(TASK GOAL) Retype, word for word, the line holding "point: blue road" and each line after it down to the end of the data; pictures are not copied.

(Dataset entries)
• • • • •

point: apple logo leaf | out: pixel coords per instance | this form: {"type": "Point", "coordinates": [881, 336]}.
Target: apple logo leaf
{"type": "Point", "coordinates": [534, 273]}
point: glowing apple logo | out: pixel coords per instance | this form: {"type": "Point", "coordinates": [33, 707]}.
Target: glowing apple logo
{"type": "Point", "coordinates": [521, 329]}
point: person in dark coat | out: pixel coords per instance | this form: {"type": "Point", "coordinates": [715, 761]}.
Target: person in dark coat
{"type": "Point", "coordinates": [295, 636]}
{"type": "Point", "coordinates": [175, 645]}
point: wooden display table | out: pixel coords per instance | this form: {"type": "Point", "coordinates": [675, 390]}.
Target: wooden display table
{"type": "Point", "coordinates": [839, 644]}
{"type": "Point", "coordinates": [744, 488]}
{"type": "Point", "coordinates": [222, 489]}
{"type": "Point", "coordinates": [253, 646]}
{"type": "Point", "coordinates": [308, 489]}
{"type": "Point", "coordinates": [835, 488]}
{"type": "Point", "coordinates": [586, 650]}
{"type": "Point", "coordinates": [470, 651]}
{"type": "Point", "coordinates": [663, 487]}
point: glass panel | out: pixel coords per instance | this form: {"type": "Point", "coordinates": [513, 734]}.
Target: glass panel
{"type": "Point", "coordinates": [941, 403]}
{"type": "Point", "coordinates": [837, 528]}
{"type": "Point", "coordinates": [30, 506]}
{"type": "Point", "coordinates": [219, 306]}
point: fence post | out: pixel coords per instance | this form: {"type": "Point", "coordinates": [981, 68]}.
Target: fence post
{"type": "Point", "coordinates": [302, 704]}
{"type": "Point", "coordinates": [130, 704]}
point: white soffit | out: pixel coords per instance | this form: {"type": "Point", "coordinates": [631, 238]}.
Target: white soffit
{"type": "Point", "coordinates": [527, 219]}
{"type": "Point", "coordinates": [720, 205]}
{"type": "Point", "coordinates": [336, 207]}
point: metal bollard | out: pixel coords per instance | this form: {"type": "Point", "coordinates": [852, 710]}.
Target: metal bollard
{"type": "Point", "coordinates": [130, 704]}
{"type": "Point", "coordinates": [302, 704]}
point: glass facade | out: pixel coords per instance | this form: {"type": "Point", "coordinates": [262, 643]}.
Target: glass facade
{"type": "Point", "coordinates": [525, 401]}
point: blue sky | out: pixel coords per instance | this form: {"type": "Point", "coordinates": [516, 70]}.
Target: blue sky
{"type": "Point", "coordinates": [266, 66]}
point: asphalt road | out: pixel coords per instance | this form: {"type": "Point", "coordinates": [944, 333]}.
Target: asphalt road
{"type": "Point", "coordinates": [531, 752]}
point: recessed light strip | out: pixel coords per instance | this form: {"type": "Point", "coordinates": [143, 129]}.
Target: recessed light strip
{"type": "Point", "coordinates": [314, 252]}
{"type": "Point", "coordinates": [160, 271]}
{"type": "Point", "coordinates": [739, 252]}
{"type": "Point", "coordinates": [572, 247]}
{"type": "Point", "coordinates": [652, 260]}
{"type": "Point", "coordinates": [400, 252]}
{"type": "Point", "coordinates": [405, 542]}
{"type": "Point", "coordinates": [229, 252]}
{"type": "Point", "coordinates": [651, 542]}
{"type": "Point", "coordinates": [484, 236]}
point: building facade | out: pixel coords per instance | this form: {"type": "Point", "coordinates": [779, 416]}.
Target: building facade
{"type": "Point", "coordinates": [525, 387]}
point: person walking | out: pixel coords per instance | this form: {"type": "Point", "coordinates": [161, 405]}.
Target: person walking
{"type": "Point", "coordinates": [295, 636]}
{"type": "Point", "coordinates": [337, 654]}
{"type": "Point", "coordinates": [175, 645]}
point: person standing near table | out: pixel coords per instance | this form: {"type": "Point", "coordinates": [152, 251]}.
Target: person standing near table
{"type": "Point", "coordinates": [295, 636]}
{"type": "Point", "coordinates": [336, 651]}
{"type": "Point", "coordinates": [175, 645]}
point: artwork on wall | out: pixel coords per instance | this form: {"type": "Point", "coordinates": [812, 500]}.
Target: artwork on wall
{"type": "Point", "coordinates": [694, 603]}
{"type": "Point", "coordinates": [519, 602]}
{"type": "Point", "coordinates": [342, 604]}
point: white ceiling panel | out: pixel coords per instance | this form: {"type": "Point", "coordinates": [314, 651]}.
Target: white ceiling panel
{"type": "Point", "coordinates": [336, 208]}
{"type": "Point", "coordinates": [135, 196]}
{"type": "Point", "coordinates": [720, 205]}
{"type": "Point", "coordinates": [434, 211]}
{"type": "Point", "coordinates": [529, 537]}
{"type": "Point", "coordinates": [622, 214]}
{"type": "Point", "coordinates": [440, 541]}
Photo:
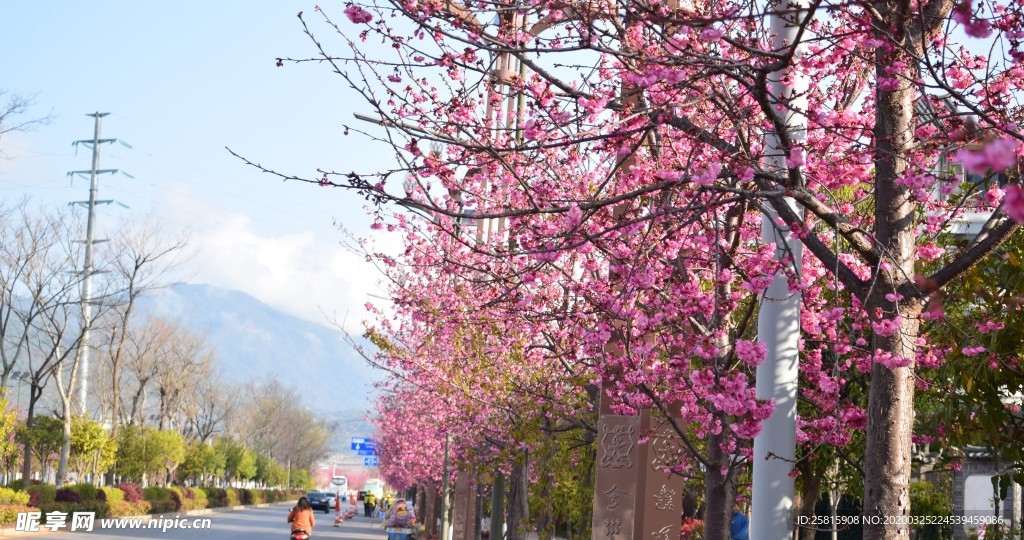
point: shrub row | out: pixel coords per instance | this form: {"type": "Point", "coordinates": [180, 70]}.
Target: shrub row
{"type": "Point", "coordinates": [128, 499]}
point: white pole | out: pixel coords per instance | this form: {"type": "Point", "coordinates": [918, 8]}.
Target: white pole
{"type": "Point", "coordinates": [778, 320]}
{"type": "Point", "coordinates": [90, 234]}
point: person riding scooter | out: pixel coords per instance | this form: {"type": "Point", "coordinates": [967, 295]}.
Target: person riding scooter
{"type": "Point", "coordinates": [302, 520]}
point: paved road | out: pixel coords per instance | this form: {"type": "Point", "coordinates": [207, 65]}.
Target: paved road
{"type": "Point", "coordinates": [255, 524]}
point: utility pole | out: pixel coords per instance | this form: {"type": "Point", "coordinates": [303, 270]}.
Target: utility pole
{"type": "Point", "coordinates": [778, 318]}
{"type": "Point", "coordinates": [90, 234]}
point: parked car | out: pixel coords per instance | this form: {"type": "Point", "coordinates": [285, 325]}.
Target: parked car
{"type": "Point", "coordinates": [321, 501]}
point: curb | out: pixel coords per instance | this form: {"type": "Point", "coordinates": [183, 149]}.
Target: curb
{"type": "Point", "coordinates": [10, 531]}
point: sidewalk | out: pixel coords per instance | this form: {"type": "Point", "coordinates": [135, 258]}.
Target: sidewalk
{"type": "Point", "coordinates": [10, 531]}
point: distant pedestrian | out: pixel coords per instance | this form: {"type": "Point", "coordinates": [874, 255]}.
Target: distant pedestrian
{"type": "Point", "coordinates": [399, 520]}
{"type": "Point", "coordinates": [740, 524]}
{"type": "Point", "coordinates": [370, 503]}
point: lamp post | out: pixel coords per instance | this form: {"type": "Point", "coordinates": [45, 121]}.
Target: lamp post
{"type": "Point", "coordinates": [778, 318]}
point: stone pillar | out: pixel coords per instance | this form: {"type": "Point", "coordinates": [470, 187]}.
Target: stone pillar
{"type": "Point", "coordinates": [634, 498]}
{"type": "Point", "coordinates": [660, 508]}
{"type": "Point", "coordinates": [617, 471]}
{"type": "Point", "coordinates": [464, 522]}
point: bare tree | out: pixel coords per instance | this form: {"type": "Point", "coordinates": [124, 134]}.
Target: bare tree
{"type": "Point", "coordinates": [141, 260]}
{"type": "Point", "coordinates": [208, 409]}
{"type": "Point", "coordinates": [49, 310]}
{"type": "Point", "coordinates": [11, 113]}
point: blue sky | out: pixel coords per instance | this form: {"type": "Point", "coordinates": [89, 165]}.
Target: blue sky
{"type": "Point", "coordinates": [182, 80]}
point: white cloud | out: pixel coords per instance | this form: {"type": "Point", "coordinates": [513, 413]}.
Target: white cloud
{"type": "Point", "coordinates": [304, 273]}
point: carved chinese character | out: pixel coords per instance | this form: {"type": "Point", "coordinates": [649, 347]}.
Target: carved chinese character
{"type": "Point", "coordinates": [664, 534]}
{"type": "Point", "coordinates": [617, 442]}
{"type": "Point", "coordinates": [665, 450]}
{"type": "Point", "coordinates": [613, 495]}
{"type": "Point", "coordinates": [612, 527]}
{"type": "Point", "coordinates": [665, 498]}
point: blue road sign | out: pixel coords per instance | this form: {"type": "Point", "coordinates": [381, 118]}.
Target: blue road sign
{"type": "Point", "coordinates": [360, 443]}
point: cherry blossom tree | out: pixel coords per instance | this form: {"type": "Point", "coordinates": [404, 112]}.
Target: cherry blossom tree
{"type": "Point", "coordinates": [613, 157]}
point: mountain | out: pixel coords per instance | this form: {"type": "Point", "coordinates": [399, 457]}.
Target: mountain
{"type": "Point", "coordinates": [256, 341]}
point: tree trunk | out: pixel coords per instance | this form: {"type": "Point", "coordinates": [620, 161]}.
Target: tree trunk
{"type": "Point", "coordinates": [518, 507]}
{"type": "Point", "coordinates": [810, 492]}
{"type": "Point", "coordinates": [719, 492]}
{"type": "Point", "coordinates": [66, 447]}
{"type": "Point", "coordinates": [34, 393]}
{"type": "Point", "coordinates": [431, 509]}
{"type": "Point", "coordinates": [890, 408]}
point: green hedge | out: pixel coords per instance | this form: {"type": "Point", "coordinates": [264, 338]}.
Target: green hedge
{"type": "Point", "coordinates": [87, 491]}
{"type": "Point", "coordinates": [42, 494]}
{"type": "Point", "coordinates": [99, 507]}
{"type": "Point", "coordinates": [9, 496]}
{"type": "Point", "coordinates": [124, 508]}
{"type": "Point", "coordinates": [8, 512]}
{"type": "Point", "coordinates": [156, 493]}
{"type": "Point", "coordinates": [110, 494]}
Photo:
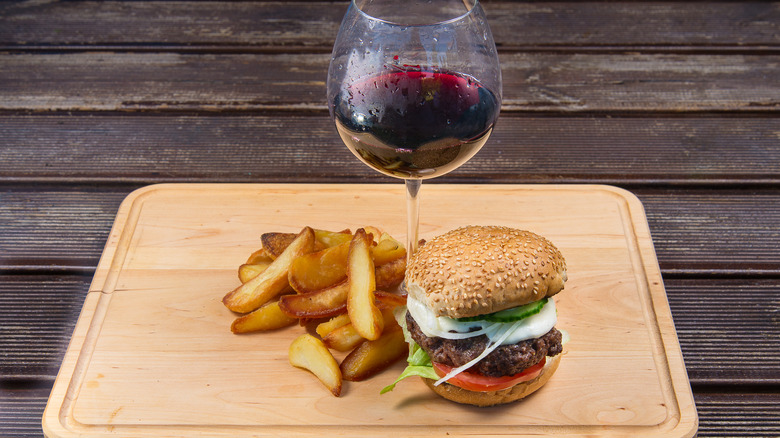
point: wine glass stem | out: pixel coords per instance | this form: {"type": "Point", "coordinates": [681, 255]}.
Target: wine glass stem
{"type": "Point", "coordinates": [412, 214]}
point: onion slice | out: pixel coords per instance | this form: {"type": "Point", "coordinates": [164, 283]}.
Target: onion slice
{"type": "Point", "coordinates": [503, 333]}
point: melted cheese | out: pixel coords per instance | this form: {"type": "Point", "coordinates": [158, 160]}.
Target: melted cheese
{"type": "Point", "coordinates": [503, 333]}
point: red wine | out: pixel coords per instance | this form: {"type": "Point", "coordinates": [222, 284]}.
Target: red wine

• • • • •

(EXERCISE ANSWER)
point: blue road sign | out: pixel coords per instance | this form: {"type": "Point", "coordinates": [381, 118]}.
Target: blue road sign
{"type": "Point", "coordinates": [360, 443]}
point: cherry blossom tree | out: pixel coords per instance | this form: {"type": "Point", "coordinates": [404, 112]}.
Target: cherry blossom tree
{"type": "Point", "coordinates": [613, 157]}
point: mountain | out: pixel coords per instance | this form: {"type": "Point", "coordinates": [399, 457]}.
Target: mountain
{"type": "Point", "coordinates": [256, 341]}
point: tree trunk | out: pixel coords per instance | this form: {"type": "Point", "coordinates": [620, 161]}.
Target: tree trunk
{"type": "Point", "coordinates": [518, 507]}
{"type": "Point", "coordinates": [810, 492]}
{"type": "Point", "coordinates": [719, 492]}
{"type": "Point", "coordinates": [66, 447]}
{"type": "Point", "coordinates": [34, 393]}
{"type": "Point", "coordinates": [431, 509]}
{"type": "Point", "coordinates": [890, 408]}
point: green hedge | out: pixel coords per instance | this form: {"type": "Point", "coordinates": [264, 338]}.
Target: green hedge
{"type": "Point", "coordinates": [87, 491]}
{"type": "Point", "coordinates": [42, 494]}
{"type": "Point", "coordinates": [99, 507]}
{"type": "Point", "coordinates": [9, 496]}
{"type": "Point", "coordinates": [124, 508]}
{"type": "Point", "coordinates": [8, 512]}
{"type": "Point", "coordinates": [156, 493]}
{"type": "Point", "coordinates": [110, 494]}
Photo:
point: wine glass stem | out: pixel coords per instance | this form: {"type": "Point", "coordinates": [681, 255]}.
Target: wine glass stem
{"type": "Point", "coordinates": [412, 214]}
point: onion slice | out: pixel coords per instance | this form: {"type": "Point", "coordinates": [164, 283]}.
Target: onion slice
{"type": "Point", "coordinates": [503, 333]}
point: melted cheese | out: pixel coords per instance | this form: {"type": "Point", "coordinates": [158, 160]}.
Target: melted cheese
{"type": "Point", "coordinates": [503, 333]}
point: red wine | out: pixel coords per instance | this form: {"type": "Point", "coordinates": [222, 284]}.
Target: red wine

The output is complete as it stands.